Below is a block of records; return all of them exactly, but without the images.

### Collected data
━━━━━━━━━━━━━━━━━━━━━━━━━━━━━━
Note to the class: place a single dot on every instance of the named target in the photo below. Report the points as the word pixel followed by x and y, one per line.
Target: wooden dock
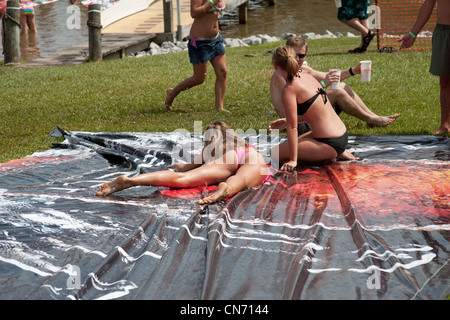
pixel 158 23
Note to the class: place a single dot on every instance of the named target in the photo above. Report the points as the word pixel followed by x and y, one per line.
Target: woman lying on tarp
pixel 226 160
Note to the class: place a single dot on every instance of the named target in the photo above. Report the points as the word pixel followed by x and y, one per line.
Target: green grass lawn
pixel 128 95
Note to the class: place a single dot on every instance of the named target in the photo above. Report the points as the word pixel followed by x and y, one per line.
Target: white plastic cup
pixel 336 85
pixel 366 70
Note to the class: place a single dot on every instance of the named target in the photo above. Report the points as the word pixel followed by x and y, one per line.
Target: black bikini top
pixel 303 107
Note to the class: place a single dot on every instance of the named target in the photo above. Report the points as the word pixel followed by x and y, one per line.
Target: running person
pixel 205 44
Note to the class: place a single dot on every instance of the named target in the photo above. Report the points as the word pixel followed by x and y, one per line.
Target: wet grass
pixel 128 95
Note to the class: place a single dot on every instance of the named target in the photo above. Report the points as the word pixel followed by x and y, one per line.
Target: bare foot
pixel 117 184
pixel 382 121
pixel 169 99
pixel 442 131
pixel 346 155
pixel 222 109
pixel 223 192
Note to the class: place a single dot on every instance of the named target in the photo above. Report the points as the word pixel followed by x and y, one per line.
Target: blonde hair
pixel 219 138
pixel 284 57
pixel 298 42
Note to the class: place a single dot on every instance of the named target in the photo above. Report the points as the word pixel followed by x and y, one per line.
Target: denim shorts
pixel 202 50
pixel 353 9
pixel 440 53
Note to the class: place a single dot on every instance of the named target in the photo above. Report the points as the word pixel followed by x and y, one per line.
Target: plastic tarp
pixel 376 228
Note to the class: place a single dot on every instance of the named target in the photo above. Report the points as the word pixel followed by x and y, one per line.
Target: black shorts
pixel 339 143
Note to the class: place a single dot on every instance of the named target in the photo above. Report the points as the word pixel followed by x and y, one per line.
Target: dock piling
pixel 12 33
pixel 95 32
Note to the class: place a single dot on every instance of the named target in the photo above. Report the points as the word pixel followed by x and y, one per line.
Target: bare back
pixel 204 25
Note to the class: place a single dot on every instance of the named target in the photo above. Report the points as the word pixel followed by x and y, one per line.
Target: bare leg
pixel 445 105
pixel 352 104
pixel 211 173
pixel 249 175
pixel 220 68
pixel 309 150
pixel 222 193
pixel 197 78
━━━━━━━━━━━━━━━━━━━━━━━━━━━━━━
### Exercise answer
Note to the class: place a single dot on every instance of the named target in the photo below. Report the points as the word pixel followed by x and y, one per line.
Target: wooden dock
pixel 158 23
Note to the class: place a single dot on every instance of the named target in the photo above. Report the points as the word pixel followed by x and y, one per line.
Target: woman lying on tarp
pixel 226 160
Note to the class: place a single dot on every instance of the named target in the photo above. Report the points as the word pixel followed by x and y, one per line.
Target: green grass lawn
pixel 128 95
Note to the class: place a single dot on every instance of the named target in the photo above. Report the points as the word pixel followed by x and y, one per line.
Target: white plastic cup
pixel 336 85
pixel 366 70
Note to the class: place a single dot on every instance of the named target in the photo above. Report the points as the word pixel followed by x and y, one per line.
Target: black bikini top
pixel 303 107
Note to the class: place a single dot on every instance of the named target in the photo above. Report the points as the word pixel followed by x and y, one per line.
Target: running person
pixel 205 44
Note to the class: place a single dot on every instance of the named target in the photo above. Report the points as the word pixel followed by x and y, one per line.
Target: wet grass
pixel 128 95
Note to the class: place a single dot on every instance of the named target in the photo above. Report the points as the word pixel followed by x and y, one per line.
Target: bare foot
pixel 117 184
pixel 382 121
pixel 169 99
pixel 442 131
pixel 346 155
pixel 222 109
pixel 223 192
Note to the class: place a single dot on every instance of the named target in the photo above. Report the points as the word pixel followed by x and y, one per line.
Target: blonde hair
pixel 219 138
pixel 284 57
pixel 298 42
Note to the class: place a single dot on every instance of the named target in the photo above. Report the points as the word pixel followed by x and y, one per line.
Target: denim shorts
pixel 202 50
pixel 353 9
pixel 440 53
Note to the class: place a single dot on every instance of the named target in the photo above. Report the points as the word pixel followed by x and y, one per line.
Target: plastic tarp
pixel 376 228
Note to the class: place a single dot on every instance of the named target in the photo above. Report the points as the word pixel followed by x and y, one per line.
Target: black shorts
pixel 339 143
Note to the class: place a single dot on every instance of the named target in the photo above. Report the points as the word pixel followed by x and y, one per line.
Target: dock piling
pixel 12 33
pixel 95 32
Note to the class: place a single dot on every instance of the named target in the photo above. Report the points as the word pixel followed by x and y, one per line.
Target: bare back
pixel 204 25
Note to the class: place a single dot on every instance of the named target in the photo above. Report the points as the word pixel followed by x and y, one per line.
Target: bare leg
pixel 445 105
pixel 352 104
pixel 211 173
pixel 249 175
pixel 220 68
pixel 309 150
pixel 222 193
pixel 197 78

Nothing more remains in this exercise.